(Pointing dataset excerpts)
§
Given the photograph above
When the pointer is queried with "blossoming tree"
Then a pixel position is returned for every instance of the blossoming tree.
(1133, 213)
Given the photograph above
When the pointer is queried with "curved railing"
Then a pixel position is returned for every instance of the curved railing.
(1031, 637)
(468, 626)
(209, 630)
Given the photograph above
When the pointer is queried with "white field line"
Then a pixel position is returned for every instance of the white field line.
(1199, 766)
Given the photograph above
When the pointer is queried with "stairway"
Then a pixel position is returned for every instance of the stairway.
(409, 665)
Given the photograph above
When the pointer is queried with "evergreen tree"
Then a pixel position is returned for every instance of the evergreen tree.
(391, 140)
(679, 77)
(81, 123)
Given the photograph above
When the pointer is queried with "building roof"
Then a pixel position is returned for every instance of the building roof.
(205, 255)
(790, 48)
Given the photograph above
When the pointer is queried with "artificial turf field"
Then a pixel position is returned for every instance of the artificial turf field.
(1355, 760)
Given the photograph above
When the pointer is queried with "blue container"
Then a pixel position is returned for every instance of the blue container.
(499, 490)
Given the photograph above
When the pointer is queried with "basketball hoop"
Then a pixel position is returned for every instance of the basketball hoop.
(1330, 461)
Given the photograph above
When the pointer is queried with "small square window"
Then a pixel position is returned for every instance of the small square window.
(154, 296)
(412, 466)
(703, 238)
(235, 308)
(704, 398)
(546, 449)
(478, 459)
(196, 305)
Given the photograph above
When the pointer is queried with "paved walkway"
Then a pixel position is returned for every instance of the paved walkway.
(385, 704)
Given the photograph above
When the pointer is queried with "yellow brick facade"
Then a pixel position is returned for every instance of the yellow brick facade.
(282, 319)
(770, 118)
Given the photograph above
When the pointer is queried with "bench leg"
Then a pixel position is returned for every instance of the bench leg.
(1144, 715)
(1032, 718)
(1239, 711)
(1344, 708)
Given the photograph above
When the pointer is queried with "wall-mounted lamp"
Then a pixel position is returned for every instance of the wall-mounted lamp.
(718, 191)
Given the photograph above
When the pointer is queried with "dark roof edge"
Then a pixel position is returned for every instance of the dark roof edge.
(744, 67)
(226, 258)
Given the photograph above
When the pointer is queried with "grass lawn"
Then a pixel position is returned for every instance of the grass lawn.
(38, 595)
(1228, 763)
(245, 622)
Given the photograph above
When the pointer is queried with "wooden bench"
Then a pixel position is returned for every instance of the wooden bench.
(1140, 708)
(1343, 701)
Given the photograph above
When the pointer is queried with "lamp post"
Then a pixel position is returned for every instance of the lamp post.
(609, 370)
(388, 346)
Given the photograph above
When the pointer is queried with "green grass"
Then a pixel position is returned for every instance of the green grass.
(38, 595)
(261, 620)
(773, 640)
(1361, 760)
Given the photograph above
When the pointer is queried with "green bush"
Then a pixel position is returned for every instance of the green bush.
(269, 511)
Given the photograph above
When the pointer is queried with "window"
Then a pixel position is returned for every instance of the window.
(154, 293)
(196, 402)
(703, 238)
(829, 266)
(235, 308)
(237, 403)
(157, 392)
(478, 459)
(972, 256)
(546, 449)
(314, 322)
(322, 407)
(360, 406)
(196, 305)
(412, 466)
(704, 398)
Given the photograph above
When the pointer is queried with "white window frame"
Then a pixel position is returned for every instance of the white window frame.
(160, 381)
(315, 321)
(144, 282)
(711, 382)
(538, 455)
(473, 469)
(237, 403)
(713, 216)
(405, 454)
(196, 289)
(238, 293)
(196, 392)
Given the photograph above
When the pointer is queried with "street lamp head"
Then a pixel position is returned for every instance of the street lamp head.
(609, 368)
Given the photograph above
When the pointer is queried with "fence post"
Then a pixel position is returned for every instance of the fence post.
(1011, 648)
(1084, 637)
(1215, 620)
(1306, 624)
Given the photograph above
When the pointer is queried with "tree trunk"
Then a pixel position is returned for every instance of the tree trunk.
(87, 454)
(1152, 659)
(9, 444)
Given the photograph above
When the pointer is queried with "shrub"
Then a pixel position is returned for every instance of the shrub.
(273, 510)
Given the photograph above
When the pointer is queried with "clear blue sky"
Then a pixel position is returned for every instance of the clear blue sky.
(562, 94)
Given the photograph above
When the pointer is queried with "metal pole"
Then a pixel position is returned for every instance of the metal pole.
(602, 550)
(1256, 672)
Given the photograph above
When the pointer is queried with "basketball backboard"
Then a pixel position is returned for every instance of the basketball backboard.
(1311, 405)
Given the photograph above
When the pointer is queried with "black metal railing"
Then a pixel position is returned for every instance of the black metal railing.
§
Stated task:
Retype the data exactly as given.

Written solution:
Given the photograph above
When the pointer is queried with "blossoming tree"
Then a pixel position is returned for every instance of the blossoming tree.
(1133, 213)
Given the photograph above
When the pointer is queried with "curved railing"
Then a pixel position is returned for every instance of the curved railing.
(1031, 637)
(468, 626)
(209, 630)
Given the photograph above
When the pointer is queried with "white field line"
Then a pixel position is returned for every instance of the white field line.
(1199, 766)
Given the photograph above
When the pointer is queried with "stairway"
Then a pixel position is returned for every instance of the stairway.
(409, 665)
Given the photograph above
When the pointer is queried with "evergreen tree"
Then a pixel position is returned for every instance of the evergreen tree.
(391, 140)
(679, 77)
(81, 123)
Given the photograph above
When the pointer is queried with "building roof"
Then a pixel position is returned for every instance of the building roof.
(205, 255)
(790, 48)
Given the photograph above
When the pointer is queried with "artificial turf field"
Then a pixel position is returned for every instance of the artificial turf field.
(1355, 760)
Given the photograph above
When the pointer is queried with "blue container"
Then a pixel position is returned for every instance of the blue container.
(499, 490)
Given the photograph above
When the pointer is queried with "basketball hoop"
Then a pixel position is returned for every instance of the basketball hoop.
(1330, 461)
Given the photograph above
When the pointer is queried with "small square window"
Then a pixel position is returned for every instance of the small square window.
(154, 296)
(412, 466)
(703, 238)
(235, 308)
(704, 398)
(546, 449)
(478, 459)
(196, 305)
Given the photograph above
When the pointer is queried with "paved walkway"
Then a pixel position is returned for every instance of the paved walkway.
(385, 704)
Given the photograph above
When the pointer is queried with "yellow brick facade"
Then a pixel position is returned for every instance of the yellow brick facade.
(282, 319)
(770, 118)
Given the photograph above
When the pointer is queried with "bench leg"
Then a pixel position is returned for every instance of the bench leg.
(1144, 715)
(1032, 718)
(1239, 711)
(1344, 708)
Given the photograph above
When the pointer is queried with "wall-mounted lamp"
Then a pixel position is returned for every instance of the wall-mounted lamp.
(718, 191)
Given the photograph above
When the pointer is queried with "dark roof edge"
Then a pixel position is returned for every instance of the dark roof edge.
(744, 67)
(226, 258)
Given the photograph above
When the pointer is queried with "grass lawn"
Then a pixel position is returned for every instance of the grass lawn.
(38, 595)
(1228, 763)
(245, 622)
Given the photograph above
When the pointer is queried with "wooden bench"
Then a pixel position is returned for every instance of the wooden bench.
(1140, 708)
(1343, 701)
Given the photograph above
When the pointer is queried with "lamp post"
Then a pixel position is returned for every instance of the lamp post.
(609, 370)
(388, 346)
Given the photograph above
When the pointer is queried with "green grass"
Then a pixel position is returned for every instance of the green grass.
(38, 595)
(261, 620)
(773, 640)
(1361, 760)
Given the photograph above
When the pointer is queried with "green bush"
Then a pixel position is returned for every instance of the green bush.
(269, 511)
Given the photograph above
When the pointer is queried with "window"
Then a pixel position is returned for every instance of the window.
(154, 293)
(196, 402)
(703, 238)
(829, 266)
(235, 308)
(237, 403)
(157, 392)
(478, 459)
(972, 256)
(546, 449)
(314, 322)
(322, 407)
(360, 406)
(196, 305)
(412, 466)
(704, 398)
Given the photograph above
When the pointer is queried with "white window frame"
Then a pixel position is returned for every instance of the white window frame.
(160, 381)
(315, 321)
(144, 282)
(711, 382)
(538, 455)
(473, 469)
(237, 403)
(713, 216)
(405, 454)
(196, 289)
(238, 293)
(196, 392)
Given the photograph above
When the pointer is queried with "street lamp head"
Then a pixel position is returned for every instance of the street lamp head.
(609, 368)
Given the photograph above
When the pointer is queried with "fence post"
Then a pixel position is returned for every instance of the fence post.
(1011, 648)
(1084, 637)
(1215, 620)
(1306, 624)
Given the photograph above
When the pointer is queried with "tree trunk"
Then a pixel position is returned for every instance of the tree trunk.
(87, 454)
(1152, 659)
(9, 444)
Given the photograph above
When the pointer is queried with "shrub"
Then a pixel position is returned for every instance of the shrub.
(273, 510)
Given the photograph above
When the pointer is queried with "clear blue sky"
Then a pixel position is returned for every instance of the clear blue sky.
(562, 94)
Given the photograph above
When the pointer is queried with "metal pole"
Then a pixel position is returned for every instance of the metal pole.
(602, 550)
(1256, 672)
Given the photograph above
When the pointer is queried with "basketball backboard"
Then a pixel position is returned for every instance of the basketball backboard.
(1311, 405)
Given the photograph above
When the pointer is queried with "black metal railing"
Then a pixel position is returned for every instance of the black metal railing.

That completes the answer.